> **EXERCISE DIRECTIONS**: Copy every row below that contains the word "black", treating uppercase and lowercase as different.

> **Bounding box annotation entries**:
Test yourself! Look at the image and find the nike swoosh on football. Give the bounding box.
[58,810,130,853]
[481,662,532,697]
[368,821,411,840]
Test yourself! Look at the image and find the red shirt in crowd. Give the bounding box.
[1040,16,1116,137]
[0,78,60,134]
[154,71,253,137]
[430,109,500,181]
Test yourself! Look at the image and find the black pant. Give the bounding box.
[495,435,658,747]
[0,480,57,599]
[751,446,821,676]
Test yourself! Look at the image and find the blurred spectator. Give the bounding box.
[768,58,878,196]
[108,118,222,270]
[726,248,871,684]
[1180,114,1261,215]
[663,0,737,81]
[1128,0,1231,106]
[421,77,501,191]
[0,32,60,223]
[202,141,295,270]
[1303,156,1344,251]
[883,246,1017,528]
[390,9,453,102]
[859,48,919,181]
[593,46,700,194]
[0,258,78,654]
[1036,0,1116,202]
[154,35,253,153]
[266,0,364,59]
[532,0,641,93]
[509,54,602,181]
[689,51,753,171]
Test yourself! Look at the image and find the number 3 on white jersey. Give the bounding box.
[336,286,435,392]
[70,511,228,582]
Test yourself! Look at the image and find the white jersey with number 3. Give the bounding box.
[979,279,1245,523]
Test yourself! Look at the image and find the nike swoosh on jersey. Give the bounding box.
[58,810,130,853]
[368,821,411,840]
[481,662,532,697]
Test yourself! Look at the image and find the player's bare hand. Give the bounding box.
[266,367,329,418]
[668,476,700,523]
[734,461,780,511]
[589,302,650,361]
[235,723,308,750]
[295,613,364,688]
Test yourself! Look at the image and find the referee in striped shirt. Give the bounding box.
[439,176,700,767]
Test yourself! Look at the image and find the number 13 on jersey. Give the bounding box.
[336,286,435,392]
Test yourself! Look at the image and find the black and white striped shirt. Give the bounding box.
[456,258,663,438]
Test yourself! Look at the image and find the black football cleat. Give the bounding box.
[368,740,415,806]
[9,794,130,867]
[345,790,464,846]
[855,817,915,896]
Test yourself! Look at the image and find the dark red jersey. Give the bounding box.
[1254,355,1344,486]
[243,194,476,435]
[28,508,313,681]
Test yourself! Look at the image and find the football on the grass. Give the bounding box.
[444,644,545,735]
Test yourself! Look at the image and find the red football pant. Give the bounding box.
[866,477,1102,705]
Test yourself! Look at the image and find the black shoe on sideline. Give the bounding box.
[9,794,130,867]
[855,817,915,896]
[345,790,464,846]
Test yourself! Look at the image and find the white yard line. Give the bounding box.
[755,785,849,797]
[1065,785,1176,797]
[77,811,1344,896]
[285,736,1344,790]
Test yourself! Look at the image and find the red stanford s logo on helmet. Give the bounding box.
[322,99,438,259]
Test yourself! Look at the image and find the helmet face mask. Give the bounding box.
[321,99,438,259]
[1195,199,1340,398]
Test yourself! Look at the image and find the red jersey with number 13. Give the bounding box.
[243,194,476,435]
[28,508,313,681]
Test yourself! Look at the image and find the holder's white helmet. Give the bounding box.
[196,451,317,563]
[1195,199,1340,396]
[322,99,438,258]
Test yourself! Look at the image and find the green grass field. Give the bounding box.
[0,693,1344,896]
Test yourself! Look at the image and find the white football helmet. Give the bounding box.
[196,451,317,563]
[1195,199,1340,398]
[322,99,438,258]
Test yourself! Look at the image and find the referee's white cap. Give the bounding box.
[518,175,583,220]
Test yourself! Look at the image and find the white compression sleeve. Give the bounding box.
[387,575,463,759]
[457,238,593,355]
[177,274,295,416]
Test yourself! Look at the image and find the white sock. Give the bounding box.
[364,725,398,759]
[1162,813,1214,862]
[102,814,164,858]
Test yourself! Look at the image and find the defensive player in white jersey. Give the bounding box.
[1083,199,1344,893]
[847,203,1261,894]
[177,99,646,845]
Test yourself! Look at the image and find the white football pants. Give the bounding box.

> **SOLUTION TO THE PROBLEM**:
Test yourself! Look at the image and find the black pant. Give the bounding box.
Test yourself! Look at the image and find the black and white striped shirt. Give the bounding box.
Test yourself! Look at the image and find the black football cleat. Give the bounding box.
Test yourself! Look at the image and find the black shoe on sideline. Give the bounding box.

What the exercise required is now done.